--- Start of INFORMATION SHOWN ---

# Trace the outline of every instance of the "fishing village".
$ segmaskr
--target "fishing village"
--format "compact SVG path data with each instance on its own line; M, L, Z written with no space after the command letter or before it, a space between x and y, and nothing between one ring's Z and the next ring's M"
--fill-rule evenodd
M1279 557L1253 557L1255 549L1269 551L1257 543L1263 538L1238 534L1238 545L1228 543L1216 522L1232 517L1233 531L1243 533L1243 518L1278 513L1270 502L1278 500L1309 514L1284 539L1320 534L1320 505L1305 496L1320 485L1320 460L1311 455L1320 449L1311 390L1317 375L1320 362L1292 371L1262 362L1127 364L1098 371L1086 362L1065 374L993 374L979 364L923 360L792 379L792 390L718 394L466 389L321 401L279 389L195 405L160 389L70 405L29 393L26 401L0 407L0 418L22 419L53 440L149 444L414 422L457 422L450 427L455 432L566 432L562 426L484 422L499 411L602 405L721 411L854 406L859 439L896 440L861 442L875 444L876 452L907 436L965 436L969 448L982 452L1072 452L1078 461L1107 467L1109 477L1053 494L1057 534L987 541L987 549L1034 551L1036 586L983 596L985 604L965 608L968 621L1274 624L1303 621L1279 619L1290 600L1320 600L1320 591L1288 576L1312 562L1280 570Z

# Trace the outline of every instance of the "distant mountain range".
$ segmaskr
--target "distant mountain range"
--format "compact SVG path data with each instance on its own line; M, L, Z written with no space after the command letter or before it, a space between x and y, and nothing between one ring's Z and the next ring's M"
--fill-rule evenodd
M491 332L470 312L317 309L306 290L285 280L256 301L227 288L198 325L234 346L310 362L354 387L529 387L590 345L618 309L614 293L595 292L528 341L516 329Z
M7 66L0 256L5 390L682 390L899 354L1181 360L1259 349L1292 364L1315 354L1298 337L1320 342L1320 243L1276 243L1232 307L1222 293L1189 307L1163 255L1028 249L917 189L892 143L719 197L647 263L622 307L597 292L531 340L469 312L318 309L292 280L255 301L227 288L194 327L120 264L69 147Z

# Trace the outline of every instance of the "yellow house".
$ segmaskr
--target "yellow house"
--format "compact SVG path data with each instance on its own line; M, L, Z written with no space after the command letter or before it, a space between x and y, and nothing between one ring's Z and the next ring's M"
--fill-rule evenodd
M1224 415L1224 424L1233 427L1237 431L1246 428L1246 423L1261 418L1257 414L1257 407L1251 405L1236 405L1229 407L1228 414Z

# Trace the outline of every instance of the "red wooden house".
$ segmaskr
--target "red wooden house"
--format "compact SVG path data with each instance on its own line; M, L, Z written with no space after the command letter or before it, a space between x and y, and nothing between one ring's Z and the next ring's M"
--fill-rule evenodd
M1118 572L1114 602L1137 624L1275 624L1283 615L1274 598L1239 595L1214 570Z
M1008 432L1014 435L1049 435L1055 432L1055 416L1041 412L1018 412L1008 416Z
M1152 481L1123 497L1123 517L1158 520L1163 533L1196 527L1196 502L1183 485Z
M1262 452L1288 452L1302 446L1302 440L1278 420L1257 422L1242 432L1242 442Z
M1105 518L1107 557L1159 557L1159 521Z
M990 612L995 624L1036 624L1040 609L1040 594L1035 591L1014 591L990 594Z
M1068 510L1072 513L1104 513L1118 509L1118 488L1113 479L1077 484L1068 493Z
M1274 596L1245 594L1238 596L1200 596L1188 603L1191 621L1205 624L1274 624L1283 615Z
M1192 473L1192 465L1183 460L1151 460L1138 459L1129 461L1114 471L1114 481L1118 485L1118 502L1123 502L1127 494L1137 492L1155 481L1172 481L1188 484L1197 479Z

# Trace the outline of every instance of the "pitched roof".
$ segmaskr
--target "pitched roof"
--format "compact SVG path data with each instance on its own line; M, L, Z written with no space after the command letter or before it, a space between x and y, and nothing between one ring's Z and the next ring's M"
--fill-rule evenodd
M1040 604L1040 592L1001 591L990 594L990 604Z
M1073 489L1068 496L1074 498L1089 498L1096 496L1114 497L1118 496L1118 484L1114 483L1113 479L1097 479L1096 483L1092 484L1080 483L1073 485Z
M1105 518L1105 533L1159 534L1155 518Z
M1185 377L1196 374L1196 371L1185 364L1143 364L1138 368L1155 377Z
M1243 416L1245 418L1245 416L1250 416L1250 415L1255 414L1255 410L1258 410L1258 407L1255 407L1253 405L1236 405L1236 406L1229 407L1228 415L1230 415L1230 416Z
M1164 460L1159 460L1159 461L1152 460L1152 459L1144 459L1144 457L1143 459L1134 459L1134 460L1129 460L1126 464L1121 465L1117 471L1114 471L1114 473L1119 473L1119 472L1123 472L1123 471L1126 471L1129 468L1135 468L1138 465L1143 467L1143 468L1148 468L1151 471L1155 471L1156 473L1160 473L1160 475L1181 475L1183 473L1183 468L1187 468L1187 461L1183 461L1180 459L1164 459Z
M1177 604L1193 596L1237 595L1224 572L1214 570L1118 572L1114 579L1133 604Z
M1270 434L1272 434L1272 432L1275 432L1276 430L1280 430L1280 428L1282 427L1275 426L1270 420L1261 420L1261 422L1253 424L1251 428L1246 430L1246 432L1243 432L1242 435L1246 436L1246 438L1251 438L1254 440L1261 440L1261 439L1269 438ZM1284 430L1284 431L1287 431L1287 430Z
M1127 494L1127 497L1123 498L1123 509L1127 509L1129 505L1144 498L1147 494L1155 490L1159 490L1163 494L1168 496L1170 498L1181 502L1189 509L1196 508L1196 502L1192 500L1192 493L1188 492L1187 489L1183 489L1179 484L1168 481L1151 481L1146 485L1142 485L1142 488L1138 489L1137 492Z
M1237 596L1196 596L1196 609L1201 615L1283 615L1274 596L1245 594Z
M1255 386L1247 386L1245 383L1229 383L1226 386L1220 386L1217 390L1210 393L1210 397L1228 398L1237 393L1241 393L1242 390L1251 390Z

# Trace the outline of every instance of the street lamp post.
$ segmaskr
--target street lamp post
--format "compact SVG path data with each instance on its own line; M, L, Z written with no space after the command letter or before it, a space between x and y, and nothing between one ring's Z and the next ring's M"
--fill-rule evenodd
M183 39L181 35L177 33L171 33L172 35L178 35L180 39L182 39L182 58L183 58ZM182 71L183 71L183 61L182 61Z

--- End of INFORMATION SHOWN ---
--- Start of INFORMATION SHOWN ---

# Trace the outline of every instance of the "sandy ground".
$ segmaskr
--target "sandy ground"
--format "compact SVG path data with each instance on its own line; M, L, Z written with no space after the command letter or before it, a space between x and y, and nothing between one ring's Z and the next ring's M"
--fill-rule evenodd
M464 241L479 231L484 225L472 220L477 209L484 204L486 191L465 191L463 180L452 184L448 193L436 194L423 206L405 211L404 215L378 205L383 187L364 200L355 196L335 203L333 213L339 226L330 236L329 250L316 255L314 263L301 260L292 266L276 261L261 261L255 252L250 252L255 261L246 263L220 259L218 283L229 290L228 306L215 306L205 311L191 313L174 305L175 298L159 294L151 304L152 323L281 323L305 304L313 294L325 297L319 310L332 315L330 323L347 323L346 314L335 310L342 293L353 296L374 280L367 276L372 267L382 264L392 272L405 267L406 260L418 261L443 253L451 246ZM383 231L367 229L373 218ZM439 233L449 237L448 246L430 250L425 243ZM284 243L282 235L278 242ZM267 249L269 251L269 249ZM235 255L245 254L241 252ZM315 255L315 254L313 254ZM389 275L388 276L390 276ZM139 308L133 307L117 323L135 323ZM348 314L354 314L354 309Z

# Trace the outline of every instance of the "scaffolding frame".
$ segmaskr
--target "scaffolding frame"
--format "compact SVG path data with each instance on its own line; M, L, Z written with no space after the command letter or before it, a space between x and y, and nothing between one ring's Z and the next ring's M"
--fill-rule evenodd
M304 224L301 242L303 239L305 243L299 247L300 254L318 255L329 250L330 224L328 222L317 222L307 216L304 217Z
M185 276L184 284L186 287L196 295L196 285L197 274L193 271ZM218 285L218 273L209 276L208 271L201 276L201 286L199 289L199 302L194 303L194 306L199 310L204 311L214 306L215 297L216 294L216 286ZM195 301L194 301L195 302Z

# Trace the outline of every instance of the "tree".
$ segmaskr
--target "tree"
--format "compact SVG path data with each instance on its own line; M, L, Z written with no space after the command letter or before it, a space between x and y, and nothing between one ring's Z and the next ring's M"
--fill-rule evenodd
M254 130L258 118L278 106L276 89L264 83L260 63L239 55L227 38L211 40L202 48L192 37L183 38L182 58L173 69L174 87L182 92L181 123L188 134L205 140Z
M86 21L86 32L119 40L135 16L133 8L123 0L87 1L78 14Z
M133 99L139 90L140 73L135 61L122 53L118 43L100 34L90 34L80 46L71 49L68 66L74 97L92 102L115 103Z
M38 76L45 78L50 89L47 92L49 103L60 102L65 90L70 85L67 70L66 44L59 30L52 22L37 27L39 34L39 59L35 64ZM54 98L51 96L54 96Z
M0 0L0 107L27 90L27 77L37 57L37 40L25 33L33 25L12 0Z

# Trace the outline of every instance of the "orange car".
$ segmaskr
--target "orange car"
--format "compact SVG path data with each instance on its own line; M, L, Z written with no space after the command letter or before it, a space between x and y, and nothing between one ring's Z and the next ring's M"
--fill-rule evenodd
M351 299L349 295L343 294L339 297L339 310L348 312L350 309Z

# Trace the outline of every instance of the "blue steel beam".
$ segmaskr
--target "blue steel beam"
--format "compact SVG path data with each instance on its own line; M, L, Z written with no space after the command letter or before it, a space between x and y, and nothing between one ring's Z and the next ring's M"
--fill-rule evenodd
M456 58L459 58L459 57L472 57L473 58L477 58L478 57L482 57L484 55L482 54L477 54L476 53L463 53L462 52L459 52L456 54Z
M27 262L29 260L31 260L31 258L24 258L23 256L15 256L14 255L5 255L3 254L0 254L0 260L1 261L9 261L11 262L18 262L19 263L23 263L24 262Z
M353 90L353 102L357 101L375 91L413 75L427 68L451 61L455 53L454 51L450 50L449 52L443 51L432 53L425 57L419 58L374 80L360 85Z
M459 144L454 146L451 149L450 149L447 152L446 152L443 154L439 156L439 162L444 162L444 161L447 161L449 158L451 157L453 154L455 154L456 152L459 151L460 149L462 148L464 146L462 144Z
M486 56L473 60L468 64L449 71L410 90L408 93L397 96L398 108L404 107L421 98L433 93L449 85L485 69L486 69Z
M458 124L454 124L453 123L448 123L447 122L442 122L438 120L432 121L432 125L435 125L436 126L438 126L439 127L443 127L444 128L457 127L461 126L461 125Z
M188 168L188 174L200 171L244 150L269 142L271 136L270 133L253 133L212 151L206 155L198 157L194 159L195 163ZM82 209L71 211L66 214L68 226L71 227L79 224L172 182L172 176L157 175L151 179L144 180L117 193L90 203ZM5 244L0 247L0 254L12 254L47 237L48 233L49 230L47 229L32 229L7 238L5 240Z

--- End of INFORMATION SHOWN ---

(CHALLENGE) Please rewrite everything above, from the line containing "# Trace the outline of every instance of the street" down to the line containing "M183 39L181 35L177", as a two-column CSV with the headers instruction and outline. Give one row per item: put the item's text under instruction and its answer under outline, with each in a single quoted field and line breaks replaced by spaces.

(FINAL RESULT)
instruction,outline
"# Trace the outline of every instance of the street lamp post. $ segmaskr --target street lamp post --format ""compact SVG path data with each instance on its own line; M, L, Z written with no space after the command letter or before it, a space between x and y, and nothing between one ring's Z and the next ring's M"" --fill-rule evenodd","M183 39L181 35L177 33L171 33L172 35L178 35L180 39L182 39L182 58L183 58ZM182 71L183 71L183 61L182 61Z"